Reading passage —
--
BEFORE: OK, it's Thursday but another weekend is coming shortly - I just have to work one more shift tonight then it's a 3-day weekend so I can catch up, or at least not fall behind. I still have my free day in September left, I'll probably use it next week, not this week, unless using it this week makes any actor's birthday line up with the calendar. I've been close a couple times lately but close doesn't count, does it?
Robert Morgan carries over from "The Accountant 2". It looks like this film will satisfies two of this month's running themes, sports & back to school. Well all right then, a twofer should save me a lot of time, even though it really doesn't. This also feels like the kind of Oscar bait that should have received at least one nomination, though it looks like it didn't end up getting any. Well, it wasn't for lack of trying, at least, I saw a bunch of guild screening inviations for this one, so someone thought they were sitting on a gold mine.
Speaking of nominations, I sped through the Emmys last night, skipping over nearly every acceptance speech (except Colbert's and Oliver's) and nearly everything else that wasn't a list of nominees. Got through the whole thing in under an hour. Oh, also I watched the "In Memoriam" segment because I'm not a monster, also I wanted to see if any stars died that I missed hearing about.
THE PLOT: A 1930's set-story centered on the University of Washington's rowing team, from their Depression-era beginnings.
AFTER: Well, we're back in the Great Depression, time of "Of Mice and Men" and farm laborers and such. What a terrible time to be in your twenties and not be able to afford to go to college. Did colleges lower their tuition back then when most people had no jobs and less money? I kind of doubt it, but I have no real way to look that one up. We see everyman Joe Rantz living out of an abandoned car in a junkyard because he can't afford both tuition and an apartment. Honestly I don't know how anybody lived through those dark times, I've been on partial unemployment myself for months now and I'm living sort of month-to-month. Oh, I've got a savings account but I don't want to touch it, that's for a REALLY rainy day, like a pouring thunderstorm, so I just keep putting money in my checking account every week and then it's all gone again after the first of the month.
Joe's behind on his tuition at the U. of Washington, but his buddy Roger comes up with a plan, all they have to do is make the rowing team and then the university pays them room and board, and I guess then they get sort of a de facto scholarship? That part's a bit unclear, it seems more like the college pays the athletes but then they have to give the money back in tuition, that kind of makes no sense. But whatever works, I guess, now all they have to do is make the 8-man squad, get chosen out of the 60 or 70 people trying out and everything is jake, easy street, the bee's knees or the cat's pajamas. Come on, it's rowing a boat, how hard could THAT be?
--
Supplied information —
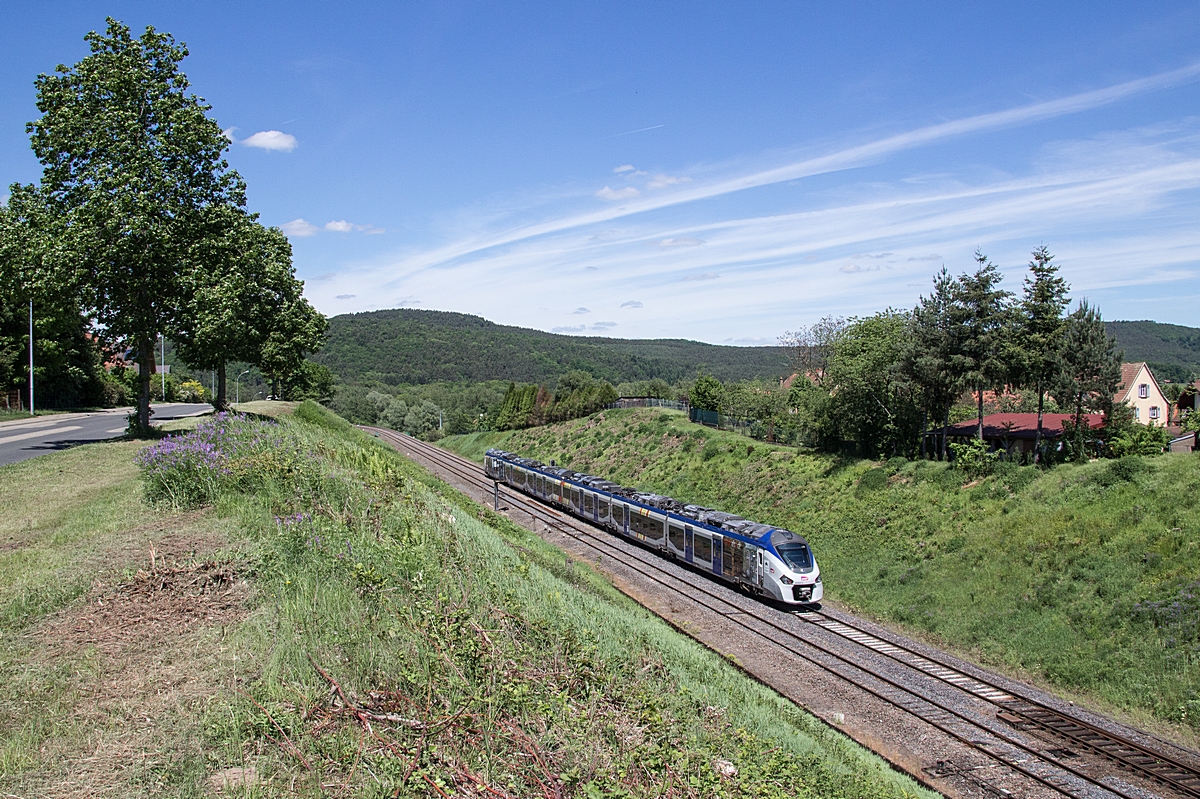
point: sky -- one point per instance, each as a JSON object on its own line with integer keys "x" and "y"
{"x": 717, "y": 172}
--
Set tasks —
#1 The rowing-team film review strings together several slang expressions for everything turning out fine once the squad is made. List them.
#2 According to the rowing-team film review, where is Joe Rantz living because he can't afford both tuition and an apartment?
#3 Resume the rowing-team film review after its final sentence, in the same casual first-person voice.

Results in order —
#1
- jake
- easy street
- the bee's knees
- the cat's pajamas

#2 Out of an abandoned car in a junkyard.

#3
Well, funny story, crew is really one of the hardest sports out there, the rowers are pushed to their physical limits and beyond, they require twice as much oxygen as the human body can take in, and the amount of calories they have to expend is almost incalculable, so I guess that's why they pay them, so they can afford extra food so they'll have enough energy to propel this damn boat. I can't say the sport really makes much sense, like I don't run or job but I can see the human body getting conditioned to running to the point where someone can run a marathon, that's an individual effort, but putting 8 guys on a thin boat and expecting them to act in perfect rhythm to move a boat with 8 guys on it faster than that other team can, this is a form of madness, right? I can see putting two men in a boxing ring and expecting them to beat the stuffing out of each other until one man drops, that sort of makes sense, but this is off-the-charts berzerko.
Why do we even need crew, after they invented boats with motors? I guess some people still ride horses, even though cars exist, but is this still a sport or just a nostalgia thing? Like, it sure seems like a lot of unnecessary work now, just get a boat with a motor on it and then you DON'T HAVE TO ROW ANY MORE. What? This is still somehow in the Olympics? So if something is completely unnecessary in life we just turn it into a sport? Like horse racing and javelin and skeet shooting, they took something that used to be important for human survival and now people just do it for fun and as some kind of challenge? That's pretty stupid. Like time moves on, we don't treat people with leeches and potions any more or cast demons out of people who just had epilepsy or something, so I propose we don't need so many sports, and it's high time we started cutting some of them out of the college programs. You can start with crew and then we can cut some of the track & field events, I'm fine with that.
Another funny story, the coaches pick the "right" 8 guys and then figure out the best positions for each one to sit in on the boat, and the master boatwright for the school goes above and beyond and builds a really, really nice hull and Joe stays late after practice to help paint it or put varnish on it or whatever, because the boatwright is kind of like the father he never had, so with the extra care and the fast boat and the perfect team working in perfect rhythm, they actually manage to win some races. Why, this JV squad is even better than the varsity squad, sure, I get it, that kind of happened to me at NYU when I made the College Bowl team (trivia, not football). Our JV squad, with me on it, was better than some other college's varsity teams, it happens. But then the coach wants to send the JV squad to the Poughkeepsie Crew event, which is where the U.S. Olympic team finds its best squads, and the dean throws a fit. Look, just say the Varsity squad sucks, this is all easily settled - or just have the varsity squad race the juniors, wouldn't that be the easiest way to settle this?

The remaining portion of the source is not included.